[Items drawn from a data source]
· · · ·

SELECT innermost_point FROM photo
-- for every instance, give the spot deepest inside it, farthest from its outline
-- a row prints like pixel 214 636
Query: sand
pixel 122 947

· · · ·

▶ _WHAT TO PRODUCE_:
Extract every line of the items above and reproduce each one verbatim, with no changes.

▶ _PROBLEM SOLUTION_:
SELECT innermost_point FROM photo
-- for every instance, give the spot deepest inside it, farthest from its outline
-- a row prints like pixel 214 636
Query: sand
pixel 122 947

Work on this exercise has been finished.